#### TEKS BACAAN:
::::::
Guru Besar Fakultas Hukum Undip ini menyatakan, bisa saja profesor mengeluarkan teori ndakik-ndakik, tetapi mahasiswa akan melihat itu hanyalah NATO (no action talk only) saat melihat profesor tak sejalan antara perkataan dan perilakunya.

Prof. Suteki menambahkan, saat terjadi benturan antara ilmu dan kekuasaan, profesor "radikal" harus memilih setia pada ilmu dan membersamainya dengan segala konsekuensinya, bukan mengabdi dan mengemis pada kekuasaan.

"Akibatnya, kadang bukan hanya dialienasi oleh kekuasaan bahkan rekan sejawat pendidik pun ikut menjauhi dirinya karena takut distigma dan terpapar radikal. Bukan karena tak percaya nalar ilmu, tapi karena takut pada persekusi kekuasaan yang bisa setiap saat merampas capaian yang dirintis dengan ilmu selama puluhan tahun," cetusnya.
::::::
#### CUPLIKAN DATA:
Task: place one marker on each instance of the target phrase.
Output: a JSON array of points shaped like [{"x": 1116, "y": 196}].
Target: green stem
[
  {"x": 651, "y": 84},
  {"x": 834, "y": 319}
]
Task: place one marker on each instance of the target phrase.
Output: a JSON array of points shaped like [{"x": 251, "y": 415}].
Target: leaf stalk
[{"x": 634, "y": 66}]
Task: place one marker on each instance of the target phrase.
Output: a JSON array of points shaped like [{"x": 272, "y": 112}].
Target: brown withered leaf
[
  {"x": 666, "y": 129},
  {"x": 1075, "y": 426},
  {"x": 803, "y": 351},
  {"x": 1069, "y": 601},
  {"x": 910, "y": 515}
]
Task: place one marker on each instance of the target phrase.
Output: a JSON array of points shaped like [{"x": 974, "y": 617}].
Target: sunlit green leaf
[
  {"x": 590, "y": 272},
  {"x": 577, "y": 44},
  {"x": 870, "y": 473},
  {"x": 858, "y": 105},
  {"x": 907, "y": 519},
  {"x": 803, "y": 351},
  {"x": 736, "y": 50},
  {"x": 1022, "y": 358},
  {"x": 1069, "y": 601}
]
::::::
#### PERINTAH TUGAS:
a) Jawablah pertanyaan berikut berdasarkan teks bacaan.
(i) Apa kepanjangan NATO menurut teks bacaan?
(ii) Saat terjadi benturan antara ilmu dan kekuasaan, kepada apa profesor "radikal" harus memilih setia?
(iii) Selain oleh kekuasaan, oleh siapa profesor itu kadang ikut dijauhi?
b) Tulis kelanjutan teks bacaan tentang profesor "radikal" dan kekuasaan, mulai setelah kalimat terakhirnya.
Baris-baris data merupakan bahan tersendiri yang terpisah dari teks bacaan.

#### JAWABAN TIAP TUGAS:
a)
(i) No action talk only.
(ii) Kepada ilmu.
(iii) Oleh rekan sejawat pendidik.

b)
Lebih lanjut ia menyampaikan, menjadi profesor "radikal" ini ibarat guru yang memiliki kewajiban "digugu lan ditiru", bukan "wagu tur saru". Ia mendorong agar tetap menjaga dedikasi, berani membela kebenaran dan keadilan, meskipun berisiko dikriminalisasikan dan dipersekusi jabatannya.

"Coba nalar ilmu mana yang bisa dibenarkan, seorang profesor pengajar Pancasila plus Filsafat Pancasila hingga nyaris seperempat abad, dipersekusi jabatannya karena tuduhan anti-Pancasila. Naif bukan?" tanyanya. 

Namun menurutnya, itulah risiko menjadi profesor "radikal", harus siap kehilangan jabatan demi kesetiaan pada visi meruhanikan ilmu, menjadi garda kebenaran dan keadilan, walau harus terkoyak dan kehilangan jabatan.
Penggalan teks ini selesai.